[Material for this task]:
========================

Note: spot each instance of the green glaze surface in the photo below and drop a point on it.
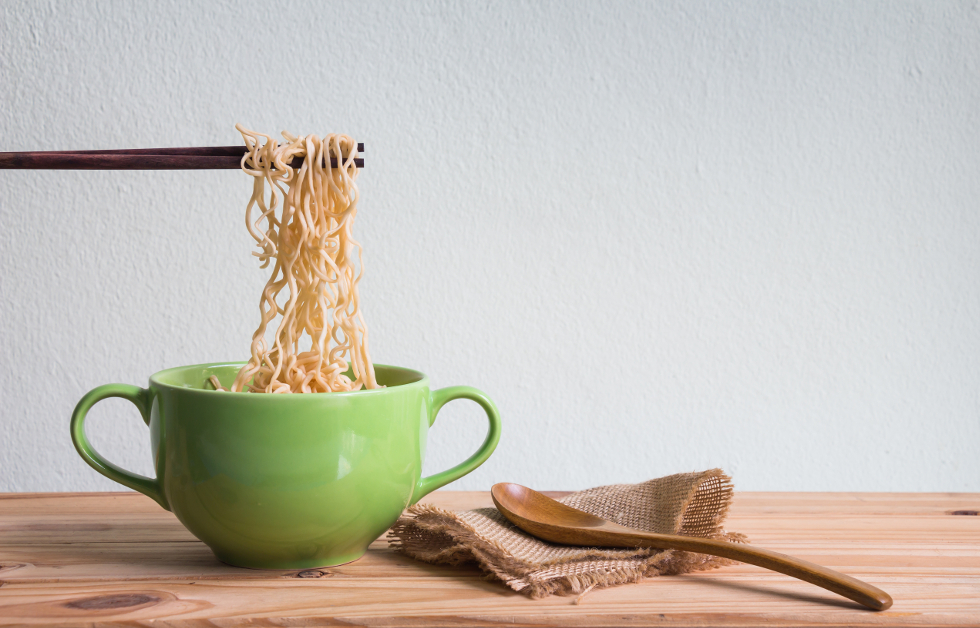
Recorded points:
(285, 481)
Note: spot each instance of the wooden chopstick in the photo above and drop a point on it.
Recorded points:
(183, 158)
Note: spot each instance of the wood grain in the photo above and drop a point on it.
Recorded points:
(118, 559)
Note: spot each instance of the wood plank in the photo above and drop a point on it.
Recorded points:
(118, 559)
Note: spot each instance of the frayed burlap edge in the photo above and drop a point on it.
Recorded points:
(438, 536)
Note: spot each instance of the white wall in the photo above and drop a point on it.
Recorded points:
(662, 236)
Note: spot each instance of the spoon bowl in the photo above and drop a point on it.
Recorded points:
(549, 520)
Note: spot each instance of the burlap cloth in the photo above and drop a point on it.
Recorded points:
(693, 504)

========================

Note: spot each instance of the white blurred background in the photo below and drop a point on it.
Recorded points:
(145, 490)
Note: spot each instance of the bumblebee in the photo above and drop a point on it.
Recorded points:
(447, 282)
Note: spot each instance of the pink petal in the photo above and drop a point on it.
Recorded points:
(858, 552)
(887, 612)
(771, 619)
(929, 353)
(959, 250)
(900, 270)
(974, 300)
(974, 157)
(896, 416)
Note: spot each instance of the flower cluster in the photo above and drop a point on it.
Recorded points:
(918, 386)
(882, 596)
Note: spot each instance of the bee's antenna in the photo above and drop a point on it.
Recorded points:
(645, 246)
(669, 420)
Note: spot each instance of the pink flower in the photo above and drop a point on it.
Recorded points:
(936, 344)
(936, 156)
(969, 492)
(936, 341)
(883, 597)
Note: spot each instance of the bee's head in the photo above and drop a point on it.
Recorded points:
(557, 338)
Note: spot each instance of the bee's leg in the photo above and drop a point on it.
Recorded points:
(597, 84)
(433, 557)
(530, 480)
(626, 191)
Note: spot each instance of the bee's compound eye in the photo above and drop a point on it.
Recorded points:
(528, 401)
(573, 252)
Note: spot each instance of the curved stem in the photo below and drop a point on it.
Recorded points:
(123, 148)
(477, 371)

========================

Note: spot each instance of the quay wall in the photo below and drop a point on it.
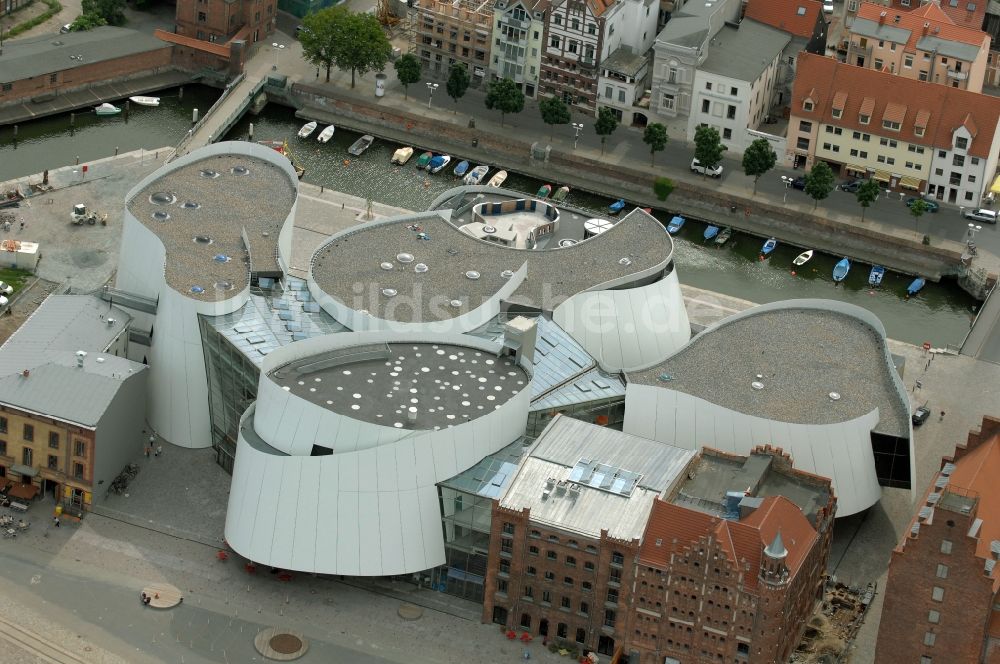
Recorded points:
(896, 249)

========================

[Stated exercise]:
Extract each line of the items above that contains the string "wall", matching case exactly.

[Output for this exercise]:
Note: spot each instance of the white wall in the photo above and drop a point on it.
Note: spot each instance of the quay wall in the photo below and drop a point on it.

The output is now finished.